__Passage given__
>> start

# Moving posts



## Loob

I remember being totally bemused when the first question I posted was "moved", and I couldn't work out where or why. I finally found it, and there was a happy ending in that several people responded to my query; but that didn't detract from my junior-member puzzlement!

Now older and wiser in the ways of WRF (though not as old and wise as many!) I still find myself puzzled by the "move" process. There was a thread today which I'd like to have responded to, but it had been moved to pastures unidentified and - to me - undiscoverable.

A plea to all mods - when you move a post/thread, could you please leave a link behind showing where it's gone?

Loob


----------



## panjandrum

I'll try to explain the dilemma from a personal perspective.

When moving threads, mods choose between leaving the link and not.
If I move a translation thread out of the English Only forum and leave a link, I am pushing a genuinely English-Only thread off the front page.  Why, I ask myself, should a thread posted in the wrong forum take precedence over a genuine English Only thread?

>> end

__Recorded information__
>> start

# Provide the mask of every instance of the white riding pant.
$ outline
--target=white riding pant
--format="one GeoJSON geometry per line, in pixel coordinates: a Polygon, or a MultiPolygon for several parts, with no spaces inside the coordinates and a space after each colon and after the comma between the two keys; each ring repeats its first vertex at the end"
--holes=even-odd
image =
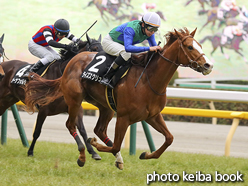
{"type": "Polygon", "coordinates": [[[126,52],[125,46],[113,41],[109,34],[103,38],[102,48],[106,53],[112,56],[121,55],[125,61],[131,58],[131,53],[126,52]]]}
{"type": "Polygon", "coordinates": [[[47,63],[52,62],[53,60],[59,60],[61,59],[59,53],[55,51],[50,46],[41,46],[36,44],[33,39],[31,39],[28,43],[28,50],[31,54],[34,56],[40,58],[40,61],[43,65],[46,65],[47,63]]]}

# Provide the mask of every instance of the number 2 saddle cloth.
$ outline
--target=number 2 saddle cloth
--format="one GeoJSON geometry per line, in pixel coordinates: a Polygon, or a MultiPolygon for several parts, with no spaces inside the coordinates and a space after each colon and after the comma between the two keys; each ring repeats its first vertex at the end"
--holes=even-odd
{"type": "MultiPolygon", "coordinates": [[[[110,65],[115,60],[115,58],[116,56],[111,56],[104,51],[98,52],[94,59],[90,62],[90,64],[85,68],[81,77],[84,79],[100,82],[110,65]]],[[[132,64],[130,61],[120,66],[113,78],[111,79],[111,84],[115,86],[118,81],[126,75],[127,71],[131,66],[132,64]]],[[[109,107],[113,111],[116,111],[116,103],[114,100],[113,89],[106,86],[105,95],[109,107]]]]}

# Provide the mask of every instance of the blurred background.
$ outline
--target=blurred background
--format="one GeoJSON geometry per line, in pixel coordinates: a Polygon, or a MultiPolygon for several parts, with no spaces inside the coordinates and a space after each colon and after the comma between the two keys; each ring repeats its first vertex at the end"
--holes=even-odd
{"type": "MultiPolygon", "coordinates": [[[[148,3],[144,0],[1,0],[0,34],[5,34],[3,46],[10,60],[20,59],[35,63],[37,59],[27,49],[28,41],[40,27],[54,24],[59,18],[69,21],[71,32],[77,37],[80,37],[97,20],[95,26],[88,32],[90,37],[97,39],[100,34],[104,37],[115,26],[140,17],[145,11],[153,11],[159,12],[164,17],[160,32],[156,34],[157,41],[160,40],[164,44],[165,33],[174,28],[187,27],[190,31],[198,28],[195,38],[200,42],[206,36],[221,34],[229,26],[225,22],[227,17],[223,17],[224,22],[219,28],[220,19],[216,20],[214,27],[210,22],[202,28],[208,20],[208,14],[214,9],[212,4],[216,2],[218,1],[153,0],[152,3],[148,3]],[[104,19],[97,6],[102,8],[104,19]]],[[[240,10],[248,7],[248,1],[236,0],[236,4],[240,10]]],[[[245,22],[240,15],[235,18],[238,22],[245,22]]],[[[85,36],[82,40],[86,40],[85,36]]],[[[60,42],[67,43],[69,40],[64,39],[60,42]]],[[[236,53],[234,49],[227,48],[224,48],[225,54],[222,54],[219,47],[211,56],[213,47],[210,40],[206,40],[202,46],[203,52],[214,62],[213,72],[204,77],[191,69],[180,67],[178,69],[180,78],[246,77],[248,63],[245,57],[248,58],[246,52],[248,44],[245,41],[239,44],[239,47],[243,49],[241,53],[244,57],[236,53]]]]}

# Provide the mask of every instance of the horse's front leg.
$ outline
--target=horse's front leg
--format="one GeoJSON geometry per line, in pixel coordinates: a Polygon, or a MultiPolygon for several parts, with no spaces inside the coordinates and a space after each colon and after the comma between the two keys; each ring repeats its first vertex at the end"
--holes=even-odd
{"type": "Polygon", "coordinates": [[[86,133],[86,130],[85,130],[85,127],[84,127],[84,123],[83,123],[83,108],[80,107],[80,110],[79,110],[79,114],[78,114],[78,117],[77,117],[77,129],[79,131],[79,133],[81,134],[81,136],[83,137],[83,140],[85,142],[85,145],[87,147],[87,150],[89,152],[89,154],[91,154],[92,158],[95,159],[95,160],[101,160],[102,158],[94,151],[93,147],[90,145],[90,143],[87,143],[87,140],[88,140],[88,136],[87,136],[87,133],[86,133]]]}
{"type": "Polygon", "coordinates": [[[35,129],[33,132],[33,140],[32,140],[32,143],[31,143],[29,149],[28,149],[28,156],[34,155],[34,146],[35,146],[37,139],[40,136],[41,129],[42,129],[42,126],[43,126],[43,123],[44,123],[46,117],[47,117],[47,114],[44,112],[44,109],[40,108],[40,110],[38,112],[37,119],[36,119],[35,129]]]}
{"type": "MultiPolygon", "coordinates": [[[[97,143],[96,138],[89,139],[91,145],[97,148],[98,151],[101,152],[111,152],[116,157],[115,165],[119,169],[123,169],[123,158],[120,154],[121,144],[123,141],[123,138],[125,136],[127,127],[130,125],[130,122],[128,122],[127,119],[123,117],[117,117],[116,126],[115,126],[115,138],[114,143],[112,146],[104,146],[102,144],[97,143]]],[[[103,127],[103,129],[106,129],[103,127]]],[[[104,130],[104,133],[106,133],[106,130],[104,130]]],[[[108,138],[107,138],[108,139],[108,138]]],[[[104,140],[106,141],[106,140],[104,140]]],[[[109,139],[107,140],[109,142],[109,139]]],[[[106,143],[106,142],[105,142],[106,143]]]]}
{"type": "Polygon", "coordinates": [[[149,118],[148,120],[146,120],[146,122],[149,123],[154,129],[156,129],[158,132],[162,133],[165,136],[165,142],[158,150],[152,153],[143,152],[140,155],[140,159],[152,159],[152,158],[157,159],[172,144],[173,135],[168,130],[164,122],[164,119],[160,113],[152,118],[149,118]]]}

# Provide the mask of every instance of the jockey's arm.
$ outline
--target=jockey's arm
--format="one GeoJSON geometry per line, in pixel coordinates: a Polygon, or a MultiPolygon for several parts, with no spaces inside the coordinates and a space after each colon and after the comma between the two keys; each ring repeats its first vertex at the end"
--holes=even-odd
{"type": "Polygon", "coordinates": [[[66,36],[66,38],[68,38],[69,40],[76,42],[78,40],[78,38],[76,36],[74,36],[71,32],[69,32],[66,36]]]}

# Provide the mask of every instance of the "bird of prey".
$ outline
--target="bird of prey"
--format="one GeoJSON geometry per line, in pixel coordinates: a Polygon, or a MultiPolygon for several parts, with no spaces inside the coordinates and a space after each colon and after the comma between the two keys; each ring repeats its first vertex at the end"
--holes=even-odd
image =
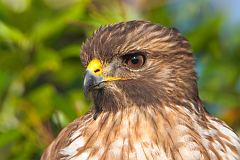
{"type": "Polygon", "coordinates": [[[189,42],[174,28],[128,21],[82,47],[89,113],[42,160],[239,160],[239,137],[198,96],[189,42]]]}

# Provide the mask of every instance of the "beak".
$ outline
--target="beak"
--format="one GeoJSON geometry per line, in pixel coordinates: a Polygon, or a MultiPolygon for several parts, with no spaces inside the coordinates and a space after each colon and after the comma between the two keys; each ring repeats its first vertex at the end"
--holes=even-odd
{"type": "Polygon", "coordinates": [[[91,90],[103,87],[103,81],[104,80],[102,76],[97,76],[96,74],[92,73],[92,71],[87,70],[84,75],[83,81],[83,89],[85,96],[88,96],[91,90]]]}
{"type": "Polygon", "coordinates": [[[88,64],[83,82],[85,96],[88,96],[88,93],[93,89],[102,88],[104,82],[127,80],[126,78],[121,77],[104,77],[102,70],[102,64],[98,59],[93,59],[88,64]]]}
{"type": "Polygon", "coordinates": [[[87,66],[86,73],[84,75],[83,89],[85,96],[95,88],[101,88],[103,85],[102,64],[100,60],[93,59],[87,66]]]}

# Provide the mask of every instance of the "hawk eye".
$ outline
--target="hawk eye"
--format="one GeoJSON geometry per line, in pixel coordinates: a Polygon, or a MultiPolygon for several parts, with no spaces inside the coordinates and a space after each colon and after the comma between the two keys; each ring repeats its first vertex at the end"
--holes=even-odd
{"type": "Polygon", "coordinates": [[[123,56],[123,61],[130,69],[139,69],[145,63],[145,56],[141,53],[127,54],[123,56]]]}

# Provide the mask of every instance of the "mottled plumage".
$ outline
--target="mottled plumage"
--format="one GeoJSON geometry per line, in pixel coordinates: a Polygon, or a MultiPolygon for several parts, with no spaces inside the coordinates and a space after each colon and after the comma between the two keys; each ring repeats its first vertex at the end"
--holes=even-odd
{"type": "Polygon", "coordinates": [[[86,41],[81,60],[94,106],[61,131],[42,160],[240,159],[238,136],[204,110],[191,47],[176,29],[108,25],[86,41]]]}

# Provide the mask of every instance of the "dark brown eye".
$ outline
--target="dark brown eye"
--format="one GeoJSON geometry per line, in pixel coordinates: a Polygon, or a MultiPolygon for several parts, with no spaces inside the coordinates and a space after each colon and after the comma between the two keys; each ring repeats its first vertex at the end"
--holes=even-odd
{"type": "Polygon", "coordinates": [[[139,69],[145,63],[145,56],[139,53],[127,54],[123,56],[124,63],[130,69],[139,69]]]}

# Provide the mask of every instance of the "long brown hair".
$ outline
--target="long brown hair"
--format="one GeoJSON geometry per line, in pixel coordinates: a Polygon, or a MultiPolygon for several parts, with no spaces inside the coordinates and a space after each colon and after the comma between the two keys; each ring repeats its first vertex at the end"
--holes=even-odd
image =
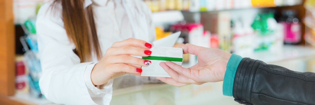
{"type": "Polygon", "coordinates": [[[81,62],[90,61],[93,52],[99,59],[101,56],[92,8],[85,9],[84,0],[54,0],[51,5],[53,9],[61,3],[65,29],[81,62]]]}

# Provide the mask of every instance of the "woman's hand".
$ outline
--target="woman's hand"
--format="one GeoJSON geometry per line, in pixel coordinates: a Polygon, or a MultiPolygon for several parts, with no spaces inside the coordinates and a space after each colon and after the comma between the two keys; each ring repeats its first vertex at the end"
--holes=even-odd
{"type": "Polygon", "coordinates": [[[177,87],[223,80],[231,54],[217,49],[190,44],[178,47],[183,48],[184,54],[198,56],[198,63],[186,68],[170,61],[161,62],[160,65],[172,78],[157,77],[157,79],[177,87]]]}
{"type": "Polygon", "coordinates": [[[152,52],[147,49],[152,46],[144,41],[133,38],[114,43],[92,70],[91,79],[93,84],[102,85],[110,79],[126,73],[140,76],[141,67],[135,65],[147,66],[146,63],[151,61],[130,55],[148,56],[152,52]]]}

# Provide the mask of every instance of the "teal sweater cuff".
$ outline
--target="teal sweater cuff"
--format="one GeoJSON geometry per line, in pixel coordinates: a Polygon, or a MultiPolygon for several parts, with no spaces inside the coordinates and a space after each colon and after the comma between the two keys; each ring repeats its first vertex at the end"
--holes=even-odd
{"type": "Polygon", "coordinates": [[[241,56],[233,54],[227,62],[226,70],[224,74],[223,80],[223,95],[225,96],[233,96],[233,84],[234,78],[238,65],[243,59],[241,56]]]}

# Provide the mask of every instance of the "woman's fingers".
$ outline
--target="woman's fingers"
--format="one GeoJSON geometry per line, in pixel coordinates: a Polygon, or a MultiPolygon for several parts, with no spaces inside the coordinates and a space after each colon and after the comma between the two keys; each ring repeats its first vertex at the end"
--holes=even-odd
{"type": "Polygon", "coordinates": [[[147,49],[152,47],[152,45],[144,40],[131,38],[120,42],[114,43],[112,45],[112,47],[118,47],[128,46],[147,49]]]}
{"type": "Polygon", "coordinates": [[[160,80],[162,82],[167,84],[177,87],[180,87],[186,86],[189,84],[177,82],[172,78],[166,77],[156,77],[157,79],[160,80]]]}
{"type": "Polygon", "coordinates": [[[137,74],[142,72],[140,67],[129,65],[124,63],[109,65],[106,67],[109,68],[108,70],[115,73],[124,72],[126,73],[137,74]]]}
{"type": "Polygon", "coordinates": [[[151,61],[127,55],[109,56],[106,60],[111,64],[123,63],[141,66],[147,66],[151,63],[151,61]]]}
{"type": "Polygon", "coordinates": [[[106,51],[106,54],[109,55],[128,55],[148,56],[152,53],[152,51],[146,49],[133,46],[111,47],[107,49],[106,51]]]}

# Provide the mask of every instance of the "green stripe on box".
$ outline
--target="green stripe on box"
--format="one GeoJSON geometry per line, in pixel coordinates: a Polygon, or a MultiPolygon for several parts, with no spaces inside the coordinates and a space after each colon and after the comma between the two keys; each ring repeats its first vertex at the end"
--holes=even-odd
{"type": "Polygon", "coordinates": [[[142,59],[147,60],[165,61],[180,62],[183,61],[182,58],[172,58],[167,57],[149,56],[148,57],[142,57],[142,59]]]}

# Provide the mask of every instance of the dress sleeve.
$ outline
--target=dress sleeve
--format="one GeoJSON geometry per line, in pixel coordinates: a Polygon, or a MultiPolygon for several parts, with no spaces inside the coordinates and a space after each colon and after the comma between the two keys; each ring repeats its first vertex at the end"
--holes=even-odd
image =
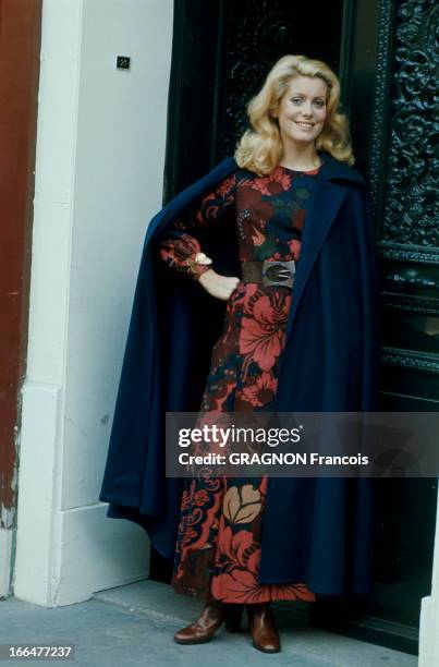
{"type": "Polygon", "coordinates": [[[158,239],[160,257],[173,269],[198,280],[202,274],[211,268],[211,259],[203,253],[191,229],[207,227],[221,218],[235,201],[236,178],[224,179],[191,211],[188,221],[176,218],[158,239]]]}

>> end

__What you need to do__
1 - Answer these from the forum thread on moving posts:
(a) What does Loob ask moderators to leave behind when they move a post or thread?
(b) According to panjandrum, what do mods choose between when moving threads?
(c) Which forum does panjandrum mention moving a translation thread out of?
2 - Reproduce the forum thread on moving posts between "Now older and" and "where it's gone?", inclusive.
3 - Carry on the forum thread on moving posts from where it stops.

__The results__
1 -
(a) A link showing where it has gone.
(b) Leaving the link and not leaving it.
(c) The English Only forum.

2 -
Now older and wiser in the ways of WRF (though not as old and wise as many!) I still find myself puzzled by the "move" process. There was a thread today which I'd like to have responded to, but it had been moved to pastures unidentified and - to me - undiscoverable.

A plea to all mods - when you move a post/thread, could you please leave a link behind showing where it's gone?

3 -
Once upon a time, the forum was relatively quiet and a few links to other forums for wrongly placed threads was OK.  Times have changed, and a place on the front page of the forum is now something to be prized.

So, if I find a thread that is evidently in the wrong forum I move it to the right place without leaving a link. If it's a newbie post and I have time, I send a PM.  If not, I won't - regular members should know better. 

The alternative is to delete the thread.  I do that sometimes.


----------



## Loob

Thank you, panj, for your response. As you know I have enormous respect for your point of view - on pretty much everything!

But we need to remember how it feels to be a junior member of WRF: not knowing which forum to post in, not knowing all the rules about context, not knowing about being over-helpful with other junior members...

And. at minimum, needing to know where wrongly posted posts have gone

Loob


----------



## Flaminius

If you want to find the whereabouts of posts made by yourself, you can always resort to "Find all posts by UserName" item in under your UserName in your posts.


----------



## jonquiliser

Hmm, I've never had this problem. In fact, many times I might not even notice that a post of mine has been moved, because I simply use the control panel that will shuffle me right to the place of my post!


----------



## badgrammar

Yes, now here's some excellent advice from Jonquiliser, and it's something I did not really learn how to use properly until around my 1500th post:  All hail *The User Control Panel*!  It is fantastic.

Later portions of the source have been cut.